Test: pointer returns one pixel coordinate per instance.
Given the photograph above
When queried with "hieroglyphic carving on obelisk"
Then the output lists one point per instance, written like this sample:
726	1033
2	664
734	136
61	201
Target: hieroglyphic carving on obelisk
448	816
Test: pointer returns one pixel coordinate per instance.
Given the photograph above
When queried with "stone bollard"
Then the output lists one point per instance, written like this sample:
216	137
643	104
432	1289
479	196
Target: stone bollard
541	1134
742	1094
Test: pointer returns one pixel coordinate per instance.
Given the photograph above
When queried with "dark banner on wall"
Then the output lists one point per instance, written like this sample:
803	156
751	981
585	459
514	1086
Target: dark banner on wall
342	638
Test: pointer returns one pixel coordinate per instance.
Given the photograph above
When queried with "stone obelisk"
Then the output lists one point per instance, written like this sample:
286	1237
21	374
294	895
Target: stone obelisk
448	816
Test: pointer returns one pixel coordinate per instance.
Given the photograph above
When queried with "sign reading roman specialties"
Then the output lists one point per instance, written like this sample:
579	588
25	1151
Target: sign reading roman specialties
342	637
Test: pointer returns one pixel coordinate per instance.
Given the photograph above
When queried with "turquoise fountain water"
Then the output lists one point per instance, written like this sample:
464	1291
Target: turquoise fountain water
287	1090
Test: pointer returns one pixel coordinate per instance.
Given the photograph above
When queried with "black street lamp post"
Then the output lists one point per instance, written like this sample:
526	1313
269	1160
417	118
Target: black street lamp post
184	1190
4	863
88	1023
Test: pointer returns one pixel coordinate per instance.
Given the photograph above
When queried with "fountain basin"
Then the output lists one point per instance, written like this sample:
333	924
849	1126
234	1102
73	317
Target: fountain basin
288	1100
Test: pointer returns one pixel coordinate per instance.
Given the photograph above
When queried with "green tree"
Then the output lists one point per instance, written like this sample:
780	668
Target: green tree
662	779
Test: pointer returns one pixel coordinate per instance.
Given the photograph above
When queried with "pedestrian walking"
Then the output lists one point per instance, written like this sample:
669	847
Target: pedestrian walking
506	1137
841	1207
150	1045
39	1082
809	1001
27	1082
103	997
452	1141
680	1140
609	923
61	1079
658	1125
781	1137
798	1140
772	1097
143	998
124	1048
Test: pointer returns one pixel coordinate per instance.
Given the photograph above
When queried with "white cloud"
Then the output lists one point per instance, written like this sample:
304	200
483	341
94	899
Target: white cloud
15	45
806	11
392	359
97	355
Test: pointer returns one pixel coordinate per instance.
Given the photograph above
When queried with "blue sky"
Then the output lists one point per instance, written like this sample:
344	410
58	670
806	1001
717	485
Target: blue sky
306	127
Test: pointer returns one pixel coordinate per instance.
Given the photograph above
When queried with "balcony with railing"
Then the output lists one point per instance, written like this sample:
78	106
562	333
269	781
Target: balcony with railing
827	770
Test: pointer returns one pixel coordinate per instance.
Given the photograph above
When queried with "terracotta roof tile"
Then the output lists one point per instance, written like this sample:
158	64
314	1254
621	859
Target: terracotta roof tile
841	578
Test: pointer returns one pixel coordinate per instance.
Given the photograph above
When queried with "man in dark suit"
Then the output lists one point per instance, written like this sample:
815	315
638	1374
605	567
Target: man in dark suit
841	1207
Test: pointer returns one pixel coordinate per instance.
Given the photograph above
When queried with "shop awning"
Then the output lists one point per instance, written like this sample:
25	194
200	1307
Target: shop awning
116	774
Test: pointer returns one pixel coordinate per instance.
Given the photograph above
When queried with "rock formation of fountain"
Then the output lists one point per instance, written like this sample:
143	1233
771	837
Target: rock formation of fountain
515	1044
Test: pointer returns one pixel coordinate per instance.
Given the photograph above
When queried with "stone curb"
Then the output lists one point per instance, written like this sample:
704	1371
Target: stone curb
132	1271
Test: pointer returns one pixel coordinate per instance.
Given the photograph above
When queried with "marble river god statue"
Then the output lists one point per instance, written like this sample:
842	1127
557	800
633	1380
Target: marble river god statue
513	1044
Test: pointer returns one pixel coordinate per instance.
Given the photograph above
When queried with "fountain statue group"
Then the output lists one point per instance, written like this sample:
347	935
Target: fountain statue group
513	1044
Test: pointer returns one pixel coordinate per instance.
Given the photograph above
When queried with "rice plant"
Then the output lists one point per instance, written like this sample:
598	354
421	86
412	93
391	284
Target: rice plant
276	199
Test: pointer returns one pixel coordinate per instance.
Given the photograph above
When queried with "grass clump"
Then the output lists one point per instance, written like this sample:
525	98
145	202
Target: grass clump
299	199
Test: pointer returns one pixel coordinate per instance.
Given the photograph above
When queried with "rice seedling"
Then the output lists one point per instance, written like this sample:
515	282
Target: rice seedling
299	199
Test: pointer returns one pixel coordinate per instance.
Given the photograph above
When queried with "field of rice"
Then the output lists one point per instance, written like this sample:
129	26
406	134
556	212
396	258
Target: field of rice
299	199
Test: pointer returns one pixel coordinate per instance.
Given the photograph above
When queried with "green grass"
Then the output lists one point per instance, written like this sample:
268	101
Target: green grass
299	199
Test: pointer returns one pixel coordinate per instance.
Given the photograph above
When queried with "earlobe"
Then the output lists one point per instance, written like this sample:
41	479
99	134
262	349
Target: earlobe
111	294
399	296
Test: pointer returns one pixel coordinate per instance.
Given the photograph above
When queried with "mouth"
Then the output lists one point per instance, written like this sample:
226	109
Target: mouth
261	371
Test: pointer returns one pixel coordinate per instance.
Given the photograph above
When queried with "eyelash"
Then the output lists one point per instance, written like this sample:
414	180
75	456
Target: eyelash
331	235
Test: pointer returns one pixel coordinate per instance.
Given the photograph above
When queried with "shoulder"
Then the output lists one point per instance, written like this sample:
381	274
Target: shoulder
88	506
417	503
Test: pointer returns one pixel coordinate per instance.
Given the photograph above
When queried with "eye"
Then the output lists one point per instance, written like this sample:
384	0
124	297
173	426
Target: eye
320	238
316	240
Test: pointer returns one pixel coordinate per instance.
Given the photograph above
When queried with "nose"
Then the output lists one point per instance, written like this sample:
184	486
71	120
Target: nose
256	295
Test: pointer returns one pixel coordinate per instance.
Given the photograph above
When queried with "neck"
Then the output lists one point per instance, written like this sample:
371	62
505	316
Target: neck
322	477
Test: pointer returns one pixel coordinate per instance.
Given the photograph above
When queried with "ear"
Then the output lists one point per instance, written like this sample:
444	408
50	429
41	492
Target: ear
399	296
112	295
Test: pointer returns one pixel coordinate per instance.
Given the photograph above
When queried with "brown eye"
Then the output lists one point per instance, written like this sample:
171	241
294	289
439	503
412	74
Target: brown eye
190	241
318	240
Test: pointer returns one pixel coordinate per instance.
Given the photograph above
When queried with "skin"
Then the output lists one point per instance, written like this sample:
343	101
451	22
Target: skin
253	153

★ ★ ★ ★

Given task –
Above are some records; repeat all of them exactly.

Task output –
Test: pointer returns one pixel coordinate per instance.
Given the photograph above
When queried with "hieroglyphic carving on obelisk"
Then the output lists one point per instance, written like this sample:
726	1033
2	664
734	136
61	201
Target: hieroglyphic carving on obelisk
448	816
Test: pointer returns one pixel coordinate per instance.
Given the photograph above
When queried with "stone bollard"
Then the output lists one point per instance, written like this sample:
216	137
643	104
432	1289
479	196
Target: stone bollard
541	1134
742	1094
Test: pointer returns one pixel coordinate per instance.
Given the photograph above
When queried with "dark banner on wall"
Then the output lists one point per instance, written like this sample:
803	156
751	981
585	459
514	1086
Target: dark banner on wall
342	638
Test: pointer returns one pixel coordinate per instance.
Given the photograph above
When queried with "stone obelisk"
Then the output lists one point per instance, written like this sample:
286	1237
21	374
294	895
Target: stone obelisk
448	816
Test: pointer returns one pixel coordinate per instance.
Given the photograph above
When queried with "sign reading roman specialties"
Then the output lists one point per instance, written like this sample:
579	588
25	1151
Target: sign reading roman specialties
342	637
Test: pointer returns one pixel coordinate per instance.
Given the photograph above
When queried with "turquoise fountain water"
Then the output lists one point per instance, written like this sample:
464	1291
Target: turquoise fountain water
287	1090
Test: pointer returns one pixel coordinate per instance.
Given the photograph above
When queried with "black street lamp post"
Then the output lists one point per instance, written like this sample:
526	1313
269	1160
417	118
Target: black street lamp post
184	1190
4	863
88	1023
Test: pointer returns one pixel coordinate per instance.
Given the photograph above
When queried with "fountain basin"
Then the output lists one point per instance, written like this sample:
333	924
849	1126
234	1102
73	317
Target: fountain basin
288	1100
Test: pointer returns one pixel coordinate per instance.
Given the photograph above
When queried with "green tree"
Then the output lists one point per instance, written like this sample:
780	668
Target: green tree
662	779
Test: pointer returns one pixel coordinate per instance.
Given the photograph above
When queried with "pedestrian walking"
Then the output lists one point per instance, written like this sample:
669	847
Target: pedestrian walking
506	1137
841	1207
150	1045
39	1082
809	1001
27	1082
103	997
452	1141
680	1140
609	923
61	1079
658	1125
781	1137
798	1140
772	1097
143	998
124	1048
Test: pointer returns one pixel coordinate per instance.
Given the photograph above
When queried with "white cloud"
Then the output lists one point per instance, written like this sample:
304	200
483	341
94	899
Target: white cloud
15	45
806	11
392	359
97	355
Test: pointer returns one pixel coordinate per instance.
Given the photograph above
When queried with "blue sky"
Then the output lists one point per instance, written like this sample:
344	410
58	670
806	1001
717	485
Target: blue sky
306	127
Test: pointer returns one pixel coordinate per instance.
Given the photograph above
When queried with "balcony with railing"
Then the output lists one point per instance, written like this sample:
78	106
562	333
269	781
Target: balcony with railing
827	770
Test: pointer returns one pixel coordinate per instance.
Given the photograph above
When queried with "terracotta roof tile"
Then the output lists one point per instance, written like this sample:
158	64
314	1254
621	859
Target: terracotta roof tile
841	578
Test: pointer returns one pixel coordinate per instance.
Given the photograph above
When queried with "man in dark suit"
Then the output lists one point per instance, written like this sample:
815	315
638	1374
605	567
Target: man in dark suit
841	1207
Test: pointer returns one pixel coordinate per instance.
Given the photograph above
When queried with "shop awning"
Then the output lists one point per instance, written like this sample:
25	194
200	1307
Target: shop awning
116	774
Test: pointer returns one pixel coordinate per instance.
Given the photograph above
When queried with "rock formation of fountain"
Then the output lists one point per instance, written like this sample:
143	1233
771	837
Target: rock formation of fountain
515	1044
Test: pointer returns one pixel coordinate per instance.
Given the photograph above
When queried with "stone curb"
Then the output lists one point per instance, written like this sample:
704	1371
Target: stone curb
132	1271
Test: pointer returns one pixel coordinate per instance.
Given the photograph above
When queried with "marble river god statue"
Then the output lists one point per instance, written like this sample:
842	1127
557	800
633	1380
Target: marble river god statue
513	1044
Test: pointer returns one pixel coordinate per instance.
Given the photograph above
When queried with "fountain statue group"
Then the output lists one point per instance, written like this sample:
347	935
Target: fountain statue group
513	1044
Test: pointer returns one pixel coordinate per instance.
Given the photograph above
When queried with "rice plant"
Then the output lists one point per instance, written like this sample:
598	354
421	86
412	93
391	284
Target: rice plant
276	199
Test: pointer returns one pixel coordinate per instance.
Given the photograph above
When queried with "grass clump"
Then the output lists one point per instance, written like this sample:
525	98
145	202
Target: grass clump
299	199
Test: pointer returns one pixel coordinate per instance.
Given the photograph above
When queried with "rice seedling"
Then the output lists one point per instance, written like this sample:
515	282
Target: rice seedling
299	199
Test: pointer returns one pixel coordinate per instance.
Given the photograph above
When queried with "field of rice"
Then the output lists one point per instance, written like this sample:
129	26
406	134
556	212
396	258
Target: field of rice
299	199
Test: pointer returns one pixel coordinate per instance.
Given the photograph above
When queried with "green grass"
Then the output lists one point per instance, written like this sample:
268	101
Target: green grass
299	199
Test: pointer returns one pixel coordinate per instance.
Given the photograph above
When queried with "earlobe"
Then the output lists one point per instance, written like this sample:
41	479
99	134
262	349
Target: earlobe
111	294
399	296
Test: pointer returns one pixel coordinate per instance.
Given the photograph above
When queried with "mouth"
Then the output lists one point per instance, written like this sample:
226	109
Target: mouth
261	371
Test: pointer returns one pixel coordinate per instance.
Given the photograph above
When queried with "eyelash"
Then the output lists one point per instance, written like this sample:
414	180
75	456
Target: eyelash
331	235
Test: pointer returns one pixel coordinate per instance.
Given the photograph above
When queried with "shoulder"
Then the output lists one point per instance, written like this sample:
381	274
Target: shoulder
88	506
417	503
Test: pointer returns one pixel coordinate per instance.
Given the photograph above
When queried with "eye"
Then the output lists one point per instance, written like this sample:
384	0
124	297
173	426
Target: eye
320	238
316	240
Test: pointer returns one pixel coordinate per instance.
Given the photograph above
When queried with "nose"
Then the output lists one point per instance, written like this sample:
184	486
71	120
Target: nose
256	295
Test: pointer returns one pixel coordinate per instance.
Given the photograph above
When queried with "neck"
Then the output lists one point per instance, written like this sample:
371	62
505	316
Target: neck
322	477
Test: pointer returns one pixel coordinate per instance.
Given the photograph above
When queried with "ear"
Then the output lists one point per instance, written like this sample:
444	408
50	429
41	492
Target: ear
399	296
112	295
Test: pointer returns one pixel coordinate per instance.
Given the photograph above
When queried with "brown eye"
Then the output lists one point per instance, written like this sample:
171	241
294	289
439	503
412	74
Target: brown eye
190	241
318	240
Test: pointer returns one pixel coordinate per instance.
Given the photograph above
When queried with "skin"
Then the output lists one point per instance, written like this sample:
343	101
451	22
Target: skin
253	153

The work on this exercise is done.